— What you will do —
From the first line to the last, please print the entries exactly, omitting pictures.

— Data for review —
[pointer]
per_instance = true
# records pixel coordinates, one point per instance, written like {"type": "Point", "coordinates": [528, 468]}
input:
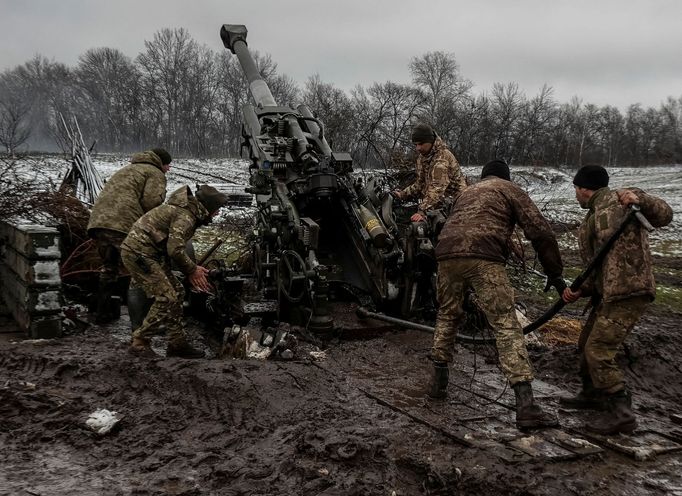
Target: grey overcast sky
{"type": "Point", "coordinates": [613, 52]}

— Expected answer —
[pointer]
per_instance = true
# records pixel coordinates, one point per instance, written like {"type": "Point", "coordinates": [528, 468]}
input:
Target: grey overcast sky
{"type": "Point", "coordinates": [613, 52]}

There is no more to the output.